Required actions:
A: Please reproduce the notebook excerpt between "# **Unzip &" and "not os.path.exists(kor_pcm_path): os.mkdir(kor_pcm_path)", inclusive.
B: Answer these questions using the notebook excerpt:
(i) Which TensorFlow version does it print?
(ii) At what path is the drive mounted?
(iii) Into which directory does the unzip command extract the archive?

Source excerpt:
--------------------------------------------------

# **Default Setting**

In [1]:
import tensorflow as tf
tf.__version__

'2.2.0'

In [2]:
from google.colab import drive
drive.mount('/content/drive')

Go to this URL in a browser: https://accounts.google.com/o/oauth2/auth?client_id=947318989803-6bn6qk8qdgf4n4g3pfee6491hc0brc4i.apps.googleusercontent.com&redirect_uri=urn%3aietf%3awg%3aoauth%3a2.0%3aoob&response_type=code&scope=email%20https%3a%2f%2fwww.googleapis.com%2fauth%2fdocs.test%20https%3a%2f%2fwww.googleapis.com%2fauth%2fdrive%20https%3a%2f%2fwww.googleapis.com%2fauth%2fdrive.photos.readonly%20https%3a%2f%2fwww.googleapis.com%2fauth%2fpeopleapi.readonly

Enter your authorization code:
··········
Mounted at /content/drive


# **Unzip & Format Change**

In [3]:
%%time
import os

kor_pcm_path = "./kor_pcm_dataset"
kor_wav_path = "./kor_wav_dataset"

eng_pcm_path = "./eng_pcm_dataset"
eng_wav_path = "./eng_wav_dataset"

# mkdir
if not os.path.exists(kor_pcm_path): os.mkdir(kor_pcm_path)
if not os.path.exists(kor_wav_path): os.mkdir(kor_wav_path)

if not os.path.exists(eng_pcm_path): os.mkdir(eng_pcm_path)
if not os.path.exists(eng_wav_path): os.mkdir(eng_wav_path)

# unsip
!unzip -q "/content/drive/My Drive/ETRI/9_voice_download_4_Korean_English_by_Korean_part2.zip" -d "./kor_pcm_dataset"

--------------------------------------------------

Dataset extract:
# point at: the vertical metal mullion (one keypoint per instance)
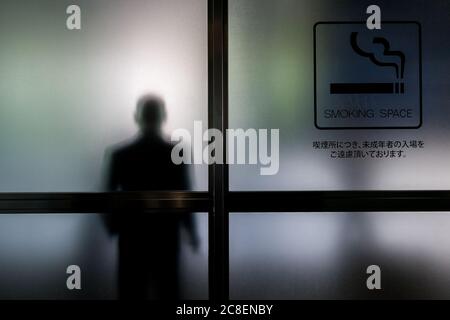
(218, 173)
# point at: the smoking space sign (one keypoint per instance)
(367, 79)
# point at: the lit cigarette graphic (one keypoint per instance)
(367, 88)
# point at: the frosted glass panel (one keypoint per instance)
(68, 95)
(326, 255)
(36, 250)
(271, 81)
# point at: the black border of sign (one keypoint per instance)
(368, 128)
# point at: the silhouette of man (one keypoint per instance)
(148, 242)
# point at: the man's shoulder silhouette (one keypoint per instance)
(145, 164)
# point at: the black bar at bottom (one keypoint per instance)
(361, 88)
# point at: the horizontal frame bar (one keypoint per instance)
(104, 202)
(264, 201)
(339, 201)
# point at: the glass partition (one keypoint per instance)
(66, 96)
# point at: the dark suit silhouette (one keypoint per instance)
(148, 242)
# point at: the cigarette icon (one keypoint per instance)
(368, 88)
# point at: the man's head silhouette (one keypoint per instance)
(150, 114)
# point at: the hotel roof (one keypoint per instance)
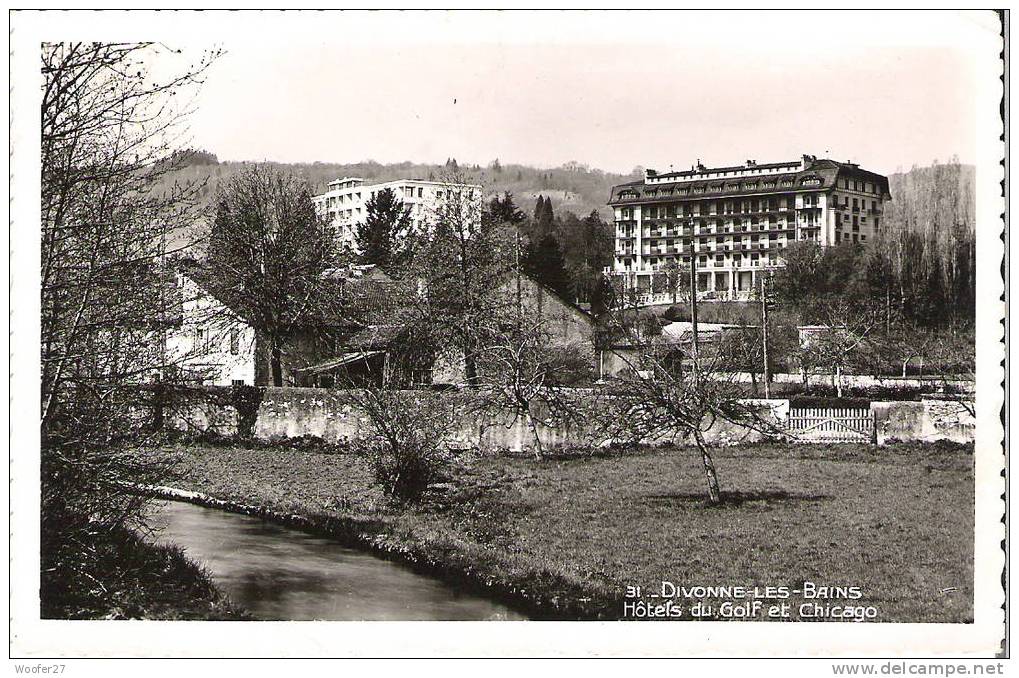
(809, 175)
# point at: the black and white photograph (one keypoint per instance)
(436, 316)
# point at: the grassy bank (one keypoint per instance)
(141, 581)
(565, 537)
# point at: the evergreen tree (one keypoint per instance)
(383, 237)
(504, 210)
(544, 219)
(544, 262)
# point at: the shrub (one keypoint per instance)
(408, 442)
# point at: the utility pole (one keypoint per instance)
(767, 379)
(520, 304)
(693, 310)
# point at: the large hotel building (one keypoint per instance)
(345, 202)
(737, 220)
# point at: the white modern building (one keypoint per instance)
(344, 204)
(737, 220)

--------------------------------------------------

The replies:
A:
# **Unzip & Format Change**

In [3]:
%%time
import os

kor_pcm_path = "./kor_pcm_dataset"
kor_wav_path = "./kor_wav_dataset"

eng_pcm_path = "./eng_pcm_dataset"
eng_wav_path = "./eng_wav_dataset"

# mkdir
if not os.path.exists(kor_pcm_path): os.mkdir(kor_pcm_path)

B:
(i) 2.2.0
(ii) /content/drive
(iii) ./kor_pcm_dataset